_Given problem:_ From the data below, pull out each line that contains the word "tree" and list those lines.

[Dataset rows on where objects appear]
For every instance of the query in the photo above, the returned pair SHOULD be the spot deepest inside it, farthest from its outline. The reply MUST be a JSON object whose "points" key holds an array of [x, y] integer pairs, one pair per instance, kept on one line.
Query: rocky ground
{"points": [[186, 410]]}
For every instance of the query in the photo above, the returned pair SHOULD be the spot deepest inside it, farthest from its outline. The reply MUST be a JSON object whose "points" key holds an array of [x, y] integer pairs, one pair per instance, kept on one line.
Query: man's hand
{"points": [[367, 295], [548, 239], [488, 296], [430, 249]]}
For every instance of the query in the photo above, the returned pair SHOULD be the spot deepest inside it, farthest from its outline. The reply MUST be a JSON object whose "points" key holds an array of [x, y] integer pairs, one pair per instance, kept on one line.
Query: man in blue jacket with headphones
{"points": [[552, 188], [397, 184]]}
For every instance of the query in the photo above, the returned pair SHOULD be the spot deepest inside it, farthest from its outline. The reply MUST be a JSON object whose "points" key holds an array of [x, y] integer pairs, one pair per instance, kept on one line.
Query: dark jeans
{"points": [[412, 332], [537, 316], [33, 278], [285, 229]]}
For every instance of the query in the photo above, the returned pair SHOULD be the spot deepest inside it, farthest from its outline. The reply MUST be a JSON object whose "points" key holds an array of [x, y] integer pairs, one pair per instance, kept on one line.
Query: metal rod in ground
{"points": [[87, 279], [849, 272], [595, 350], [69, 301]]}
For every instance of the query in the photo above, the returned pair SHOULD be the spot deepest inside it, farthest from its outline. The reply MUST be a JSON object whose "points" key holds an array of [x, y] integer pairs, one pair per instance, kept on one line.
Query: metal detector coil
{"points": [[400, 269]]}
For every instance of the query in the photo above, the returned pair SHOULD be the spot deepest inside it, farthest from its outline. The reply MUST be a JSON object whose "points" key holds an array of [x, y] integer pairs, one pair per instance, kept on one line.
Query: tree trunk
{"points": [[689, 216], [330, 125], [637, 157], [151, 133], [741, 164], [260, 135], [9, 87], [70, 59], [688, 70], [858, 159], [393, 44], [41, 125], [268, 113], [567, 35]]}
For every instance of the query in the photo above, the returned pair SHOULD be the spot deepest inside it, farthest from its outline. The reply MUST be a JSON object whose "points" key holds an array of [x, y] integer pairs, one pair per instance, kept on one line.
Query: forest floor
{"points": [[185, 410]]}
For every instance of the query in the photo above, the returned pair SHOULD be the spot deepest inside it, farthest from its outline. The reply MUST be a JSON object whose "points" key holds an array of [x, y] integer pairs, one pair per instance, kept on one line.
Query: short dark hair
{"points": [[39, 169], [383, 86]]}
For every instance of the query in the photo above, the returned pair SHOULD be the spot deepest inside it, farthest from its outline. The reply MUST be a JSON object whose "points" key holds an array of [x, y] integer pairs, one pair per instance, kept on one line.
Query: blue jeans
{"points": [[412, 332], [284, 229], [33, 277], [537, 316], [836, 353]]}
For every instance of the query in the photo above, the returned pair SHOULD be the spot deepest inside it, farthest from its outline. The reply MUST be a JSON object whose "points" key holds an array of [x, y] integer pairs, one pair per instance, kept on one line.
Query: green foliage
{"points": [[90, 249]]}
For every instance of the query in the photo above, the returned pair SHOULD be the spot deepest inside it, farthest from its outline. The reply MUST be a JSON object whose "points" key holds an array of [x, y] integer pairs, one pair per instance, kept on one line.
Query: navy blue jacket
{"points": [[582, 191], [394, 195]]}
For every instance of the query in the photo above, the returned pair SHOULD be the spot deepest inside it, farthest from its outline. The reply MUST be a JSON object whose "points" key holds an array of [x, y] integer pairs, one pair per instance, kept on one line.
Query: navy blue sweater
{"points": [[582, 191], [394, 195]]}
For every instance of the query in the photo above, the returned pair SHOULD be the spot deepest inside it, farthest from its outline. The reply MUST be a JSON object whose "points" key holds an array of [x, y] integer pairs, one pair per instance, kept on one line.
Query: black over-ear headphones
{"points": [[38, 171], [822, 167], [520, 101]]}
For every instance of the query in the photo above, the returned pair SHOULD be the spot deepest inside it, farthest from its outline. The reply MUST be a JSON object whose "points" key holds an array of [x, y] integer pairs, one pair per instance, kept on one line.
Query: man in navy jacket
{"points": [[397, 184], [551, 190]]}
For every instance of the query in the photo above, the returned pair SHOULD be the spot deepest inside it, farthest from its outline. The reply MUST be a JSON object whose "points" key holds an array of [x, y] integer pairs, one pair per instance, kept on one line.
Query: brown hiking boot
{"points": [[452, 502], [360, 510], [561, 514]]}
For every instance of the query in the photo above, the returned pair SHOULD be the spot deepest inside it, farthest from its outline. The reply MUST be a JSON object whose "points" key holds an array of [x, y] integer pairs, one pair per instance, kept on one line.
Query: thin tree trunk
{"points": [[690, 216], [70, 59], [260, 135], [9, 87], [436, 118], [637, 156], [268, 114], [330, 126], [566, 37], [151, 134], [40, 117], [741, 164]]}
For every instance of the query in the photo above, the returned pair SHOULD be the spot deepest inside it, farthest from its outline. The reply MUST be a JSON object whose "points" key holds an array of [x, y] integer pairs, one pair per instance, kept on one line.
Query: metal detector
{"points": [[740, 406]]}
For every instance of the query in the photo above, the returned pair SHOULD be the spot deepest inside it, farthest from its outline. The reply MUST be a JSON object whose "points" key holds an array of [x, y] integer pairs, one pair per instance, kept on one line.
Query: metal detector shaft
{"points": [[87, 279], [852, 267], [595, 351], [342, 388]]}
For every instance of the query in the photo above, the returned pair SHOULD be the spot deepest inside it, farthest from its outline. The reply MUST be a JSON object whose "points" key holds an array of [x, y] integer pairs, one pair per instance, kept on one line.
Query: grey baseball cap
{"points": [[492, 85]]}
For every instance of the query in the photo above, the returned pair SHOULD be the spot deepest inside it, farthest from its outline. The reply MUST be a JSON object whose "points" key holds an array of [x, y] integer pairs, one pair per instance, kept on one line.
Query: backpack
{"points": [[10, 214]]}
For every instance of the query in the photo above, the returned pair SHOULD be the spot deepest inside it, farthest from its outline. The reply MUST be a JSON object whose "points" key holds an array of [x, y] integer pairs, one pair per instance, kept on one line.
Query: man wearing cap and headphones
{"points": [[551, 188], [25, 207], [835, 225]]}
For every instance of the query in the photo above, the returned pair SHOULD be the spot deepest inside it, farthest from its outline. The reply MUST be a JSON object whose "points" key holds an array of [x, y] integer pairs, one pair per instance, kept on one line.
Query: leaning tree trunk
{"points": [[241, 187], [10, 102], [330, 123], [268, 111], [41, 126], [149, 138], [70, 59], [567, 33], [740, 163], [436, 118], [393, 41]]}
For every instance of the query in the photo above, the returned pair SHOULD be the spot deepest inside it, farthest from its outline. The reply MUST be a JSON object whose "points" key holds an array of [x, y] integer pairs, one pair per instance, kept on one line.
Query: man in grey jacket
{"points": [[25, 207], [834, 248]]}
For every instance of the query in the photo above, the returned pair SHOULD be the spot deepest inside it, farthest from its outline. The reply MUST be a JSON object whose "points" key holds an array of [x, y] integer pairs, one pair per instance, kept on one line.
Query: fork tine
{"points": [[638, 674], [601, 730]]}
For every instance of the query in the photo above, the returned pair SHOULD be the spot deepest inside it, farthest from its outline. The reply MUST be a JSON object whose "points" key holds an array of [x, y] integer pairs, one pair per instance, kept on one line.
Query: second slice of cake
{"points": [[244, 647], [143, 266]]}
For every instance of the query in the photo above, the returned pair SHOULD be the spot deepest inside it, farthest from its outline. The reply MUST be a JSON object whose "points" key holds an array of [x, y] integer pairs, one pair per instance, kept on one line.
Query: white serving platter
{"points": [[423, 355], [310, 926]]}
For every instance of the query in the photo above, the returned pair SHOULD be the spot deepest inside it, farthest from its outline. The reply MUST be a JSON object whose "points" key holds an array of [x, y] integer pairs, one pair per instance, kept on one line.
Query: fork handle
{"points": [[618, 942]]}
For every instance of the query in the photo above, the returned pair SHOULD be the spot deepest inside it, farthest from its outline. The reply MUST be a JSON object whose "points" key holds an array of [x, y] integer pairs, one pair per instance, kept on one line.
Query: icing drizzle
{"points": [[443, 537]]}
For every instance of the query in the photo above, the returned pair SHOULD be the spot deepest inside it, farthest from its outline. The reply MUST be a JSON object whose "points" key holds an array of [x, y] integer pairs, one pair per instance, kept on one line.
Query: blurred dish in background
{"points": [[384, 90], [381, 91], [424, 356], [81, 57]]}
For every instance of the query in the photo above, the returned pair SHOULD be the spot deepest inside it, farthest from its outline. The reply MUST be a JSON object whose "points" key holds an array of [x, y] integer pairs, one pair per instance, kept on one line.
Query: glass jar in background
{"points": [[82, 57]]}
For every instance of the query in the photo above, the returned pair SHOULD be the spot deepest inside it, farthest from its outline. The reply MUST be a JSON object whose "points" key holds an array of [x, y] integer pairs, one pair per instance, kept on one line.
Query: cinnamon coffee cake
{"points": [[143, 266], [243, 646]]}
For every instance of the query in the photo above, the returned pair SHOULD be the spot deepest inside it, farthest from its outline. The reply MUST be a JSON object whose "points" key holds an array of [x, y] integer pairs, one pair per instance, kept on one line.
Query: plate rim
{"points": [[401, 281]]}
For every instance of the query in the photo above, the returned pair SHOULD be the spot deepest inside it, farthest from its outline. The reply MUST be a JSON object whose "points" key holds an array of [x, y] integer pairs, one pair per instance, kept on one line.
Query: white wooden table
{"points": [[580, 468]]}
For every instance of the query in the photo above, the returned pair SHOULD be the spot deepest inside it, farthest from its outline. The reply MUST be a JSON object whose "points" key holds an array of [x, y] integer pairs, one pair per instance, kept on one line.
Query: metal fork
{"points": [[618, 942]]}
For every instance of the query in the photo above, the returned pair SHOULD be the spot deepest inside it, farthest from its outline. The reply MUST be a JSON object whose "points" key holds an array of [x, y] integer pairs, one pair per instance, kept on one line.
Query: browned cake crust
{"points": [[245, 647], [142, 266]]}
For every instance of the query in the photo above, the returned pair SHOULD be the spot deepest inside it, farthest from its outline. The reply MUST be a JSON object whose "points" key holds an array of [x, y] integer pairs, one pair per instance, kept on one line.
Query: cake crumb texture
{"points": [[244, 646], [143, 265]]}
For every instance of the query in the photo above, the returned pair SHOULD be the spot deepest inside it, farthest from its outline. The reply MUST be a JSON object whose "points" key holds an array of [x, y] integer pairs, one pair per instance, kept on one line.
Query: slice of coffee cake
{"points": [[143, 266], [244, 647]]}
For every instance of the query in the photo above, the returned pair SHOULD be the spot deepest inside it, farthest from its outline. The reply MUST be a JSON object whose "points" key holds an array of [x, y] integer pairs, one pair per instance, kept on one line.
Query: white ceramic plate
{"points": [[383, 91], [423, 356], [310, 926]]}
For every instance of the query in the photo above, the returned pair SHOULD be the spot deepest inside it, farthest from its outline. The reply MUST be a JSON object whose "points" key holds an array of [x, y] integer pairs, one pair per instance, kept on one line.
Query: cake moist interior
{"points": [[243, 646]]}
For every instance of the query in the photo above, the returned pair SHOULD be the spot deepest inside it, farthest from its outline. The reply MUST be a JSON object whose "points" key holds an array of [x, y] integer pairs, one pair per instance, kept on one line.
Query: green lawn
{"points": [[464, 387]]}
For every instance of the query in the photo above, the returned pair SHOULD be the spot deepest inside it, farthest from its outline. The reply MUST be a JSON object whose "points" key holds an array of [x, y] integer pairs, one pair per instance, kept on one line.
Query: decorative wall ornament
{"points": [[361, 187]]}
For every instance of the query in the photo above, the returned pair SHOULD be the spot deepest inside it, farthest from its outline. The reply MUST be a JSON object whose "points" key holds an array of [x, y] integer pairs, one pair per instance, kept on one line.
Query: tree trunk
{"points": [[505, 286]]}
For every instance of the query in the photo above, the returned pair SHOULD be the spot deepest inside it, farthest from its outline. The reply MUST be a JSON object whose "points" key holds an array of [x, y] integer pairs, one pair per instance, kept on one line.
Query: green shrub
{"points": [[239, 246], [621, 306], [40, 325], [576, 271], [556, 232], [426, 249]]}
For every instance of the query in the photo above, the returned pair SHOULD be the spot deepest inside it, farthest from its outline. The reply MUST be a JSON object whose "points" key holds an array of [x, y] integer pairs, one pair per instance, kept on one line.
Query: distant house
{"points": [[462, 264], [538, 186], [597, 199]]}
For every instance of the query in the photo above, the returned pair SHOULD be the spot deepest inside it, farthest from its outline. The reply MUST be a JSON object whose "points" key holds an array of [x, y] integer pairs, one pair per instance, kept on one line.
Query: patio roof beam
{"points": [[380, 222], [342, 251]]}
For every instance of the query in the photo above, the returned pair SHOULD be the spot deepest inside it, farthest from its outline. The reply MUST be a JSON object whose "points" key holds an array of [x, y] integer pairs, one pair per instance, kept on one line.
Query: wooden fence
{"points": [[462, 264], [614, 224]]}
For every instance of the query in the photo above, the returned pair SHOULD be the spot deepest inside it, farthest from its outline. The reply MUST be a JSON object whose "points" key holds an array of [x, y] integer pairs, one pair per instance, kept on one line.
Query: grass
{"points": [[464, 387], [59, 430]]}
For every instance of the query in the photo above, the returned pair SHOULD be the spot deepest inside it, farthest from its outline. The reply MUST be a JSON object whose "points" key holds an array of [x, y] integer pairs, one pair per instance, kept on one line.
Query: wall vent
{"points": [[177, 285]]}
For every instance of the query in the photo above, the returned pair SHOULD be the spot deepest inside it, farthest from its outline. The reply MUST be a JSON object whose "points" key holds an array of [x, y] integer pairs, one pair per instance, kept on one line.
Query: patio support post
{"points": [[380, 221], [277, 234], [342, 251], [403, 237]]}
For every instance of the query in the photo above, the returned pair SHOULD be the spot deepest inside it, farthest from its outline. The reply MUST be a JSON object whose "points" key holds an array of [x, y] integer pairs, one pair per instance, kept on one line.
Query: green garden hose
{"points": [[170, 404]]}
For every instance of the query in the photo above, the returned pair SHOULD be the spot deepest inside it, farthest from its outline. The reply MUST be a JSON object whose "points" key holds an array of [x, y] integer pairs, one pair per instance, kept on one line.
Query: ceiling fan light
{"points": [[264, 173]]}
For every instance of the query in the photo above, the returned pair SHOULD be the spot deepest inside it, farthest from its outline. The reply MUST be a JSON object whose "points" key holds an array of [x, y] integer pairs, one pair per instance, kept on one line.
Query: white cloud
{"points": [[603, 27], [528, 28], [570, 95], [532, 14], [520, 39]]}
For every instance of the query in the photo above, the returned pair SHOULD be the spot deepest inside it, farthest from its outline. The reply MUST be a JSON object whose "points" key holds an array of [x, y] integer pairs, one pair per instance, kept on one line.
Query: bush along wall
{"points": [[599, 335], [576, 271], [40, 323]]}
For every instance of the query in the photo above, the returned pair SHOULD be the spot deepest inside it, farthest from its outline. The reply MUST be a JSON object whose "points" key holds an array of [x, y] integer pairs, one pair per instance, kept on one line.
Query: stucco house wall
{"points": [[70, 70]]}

_Output for this exercise:_
Query: tree trunk
Query: thin tree trunk
Query: leaning tree trunk
Query: tree trunk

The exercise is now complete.